---- MATERIALS PROVIDED

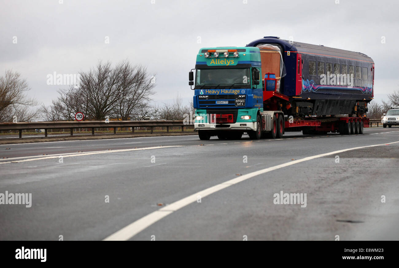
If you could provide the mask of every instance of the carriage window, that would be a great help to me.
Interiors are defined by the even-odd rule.
[[[324,62],[319,61],[317,63],[317,75],[324,74]]]
[[[316,75],[316,62],[309,61],[309,74],[311,76]]]
[[[363,67],[362,69],[363,69],[363,80],[367,80],[368,79],[368,77],[367,75],[367,68],[366,67]]]
[[[349,66],[349,77],[355,77],[355,66]]]
[[[361,79],[361,68],[358,66],[356,66],[356,79]]]
[[[330,76],[332,74],[332,64],[329,62],[327,63],[327,75]]]
[[[334,74],[336,75],[340,74],[340,64],[336,63],[334,64]]]
[[[348,65],[342,65],[342,74],[346,74],[348,73]]]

--------

JOB
Write out the records again, swapping "carriage window" for "railcar window" and keeping everything else the same. Omit the pictures.

WRITTEN RESPONSE
If you could provide the mask of every instance of the railcar window, that would be a great help to me.
Interiors are defined by the even-odd rule.
[[[324,62],[319,61],[317,63],[317,75],[324,74]]]
[[[316,75],[316,62],[309,61],[309,74],[311,76]]]
[[[363,67],[362,69],[363,69],[363,80],[367,80],[368,79],[368,77],[367,75],[367,68],[366,67]]]
[[[349,66],[349,77],[355,77],[355,66]]]
[[[361,79],[361,68],[358,66],[356,66],[356,79]]]
[[[330,76],[332,74],[332,64],[329,62],[327,63],[327,75]]]
[[[334,74],[336,75],[340,74],[340,64],[336,63],[334,64]]]
[[[348,65],[342,65],[342,74],[346,74],[348,73]]]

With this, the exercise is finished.